- **Work order**
What number of lines in the records below hold the word "clicks"? Give that number alone.

[Segmentation mask data]
*** Begin section ***

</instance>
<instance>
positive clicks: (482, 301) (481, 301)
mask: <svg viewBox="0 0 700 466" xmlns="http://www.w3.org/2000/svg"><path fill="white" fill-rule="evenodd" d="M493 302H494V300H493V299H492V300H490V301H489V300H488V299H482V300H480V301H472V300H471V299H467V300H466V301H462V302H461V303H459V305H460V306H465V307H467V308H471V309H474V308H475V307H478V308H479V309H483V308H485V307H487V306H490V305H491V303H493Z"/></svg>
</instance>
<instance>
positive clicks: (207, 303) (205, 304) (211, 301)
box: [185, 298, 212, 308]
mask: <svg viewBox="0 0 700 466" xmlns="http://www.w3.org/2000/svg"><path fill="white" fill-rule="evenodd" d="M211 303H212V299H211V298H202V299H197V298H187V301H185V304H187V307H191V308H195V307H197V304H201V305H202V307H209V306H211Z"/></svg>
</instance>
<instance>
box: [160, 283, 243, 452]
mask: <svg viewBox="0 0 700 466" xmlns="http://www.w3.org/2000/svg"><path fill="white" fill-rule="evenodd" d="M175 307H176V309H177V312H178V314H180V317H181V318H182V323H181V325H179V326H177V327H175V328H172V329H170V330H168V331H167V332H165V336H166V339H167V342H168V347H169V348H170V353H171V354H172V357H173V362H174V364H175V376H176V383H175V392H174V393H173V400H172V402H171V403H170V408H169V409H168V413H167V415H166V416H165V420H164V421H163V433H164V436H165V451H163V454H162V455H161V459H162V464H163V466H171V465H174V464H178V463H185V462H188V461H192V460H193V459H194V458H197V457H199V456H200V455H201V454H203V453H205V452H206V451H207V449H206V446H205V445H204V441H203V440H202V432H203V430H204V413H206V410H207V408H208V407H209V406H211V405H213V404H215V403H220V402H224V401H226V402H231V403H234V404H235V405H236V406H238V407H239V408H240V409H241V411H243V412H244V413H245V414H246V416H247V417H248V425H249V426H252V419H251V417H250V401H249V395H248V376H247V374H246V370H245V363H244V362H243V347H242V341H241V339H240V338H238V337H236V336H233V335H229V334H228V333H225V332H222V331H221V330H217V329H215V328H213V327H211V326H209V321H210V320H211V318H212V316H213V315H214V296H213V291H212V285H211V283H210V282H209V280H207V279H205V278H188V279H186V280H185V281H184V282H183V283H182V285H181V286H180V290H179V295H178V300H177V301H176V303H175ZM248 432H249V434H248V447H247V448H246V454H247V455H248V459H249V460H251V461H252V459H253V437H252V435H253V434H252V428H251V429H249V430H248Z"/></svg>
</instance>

*** End section ***

- **Exercise answer**
2